Brilliantly Subversive, Deliberately Horrific (aka: read the freaking subtext)It took me a long time and a couple read-throughs to digest this book enough to collate my thoughts into the ability to write a review, which I felt really moved to do because I think a lot of people miss the point of this book, both on the positive and the negative end of the spectrum.
If your first reaction to this book is "OMG HAWT I WANT IT" or "OMG AWFUL HOW DARE THEY" - STOP. Stop right now. Step away from the keyboard. Think about it for a while. If those are your first reactions, you have entirely missed the subtext of what is going on here. Go back, re-read, and pay closer attention.
Let's get one thing straight. As a practitioner of BDSM, I cannot in any way, shape or form call what happens in this book BDSM. BDSM is a consensual practice, and for anyone with a modicum of common sense, "consent" actually means "

■ WORK INSTRUCTIONS ■
Answer these questions about the book review, using only what it states:
(a) What did it take the reviewer to digest the book enough to write about it?
(b) Which two first reactions does the reviewer say show that a reader has missed the subtext?
(c) What does the reviewer refuse to call what happens in the book?

■ DATA EXCERPT ■
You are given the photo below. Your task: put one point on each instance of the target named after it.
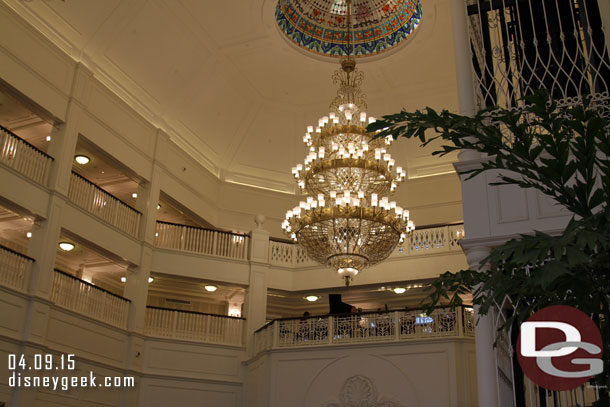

■ TASK SOLUTION ■
(a) A long time and a couple of read-throughs.
(b) "OMG HAWT I WANT IT" and "OMG AWFUL HOW DARE THEY."
(c) BDSM.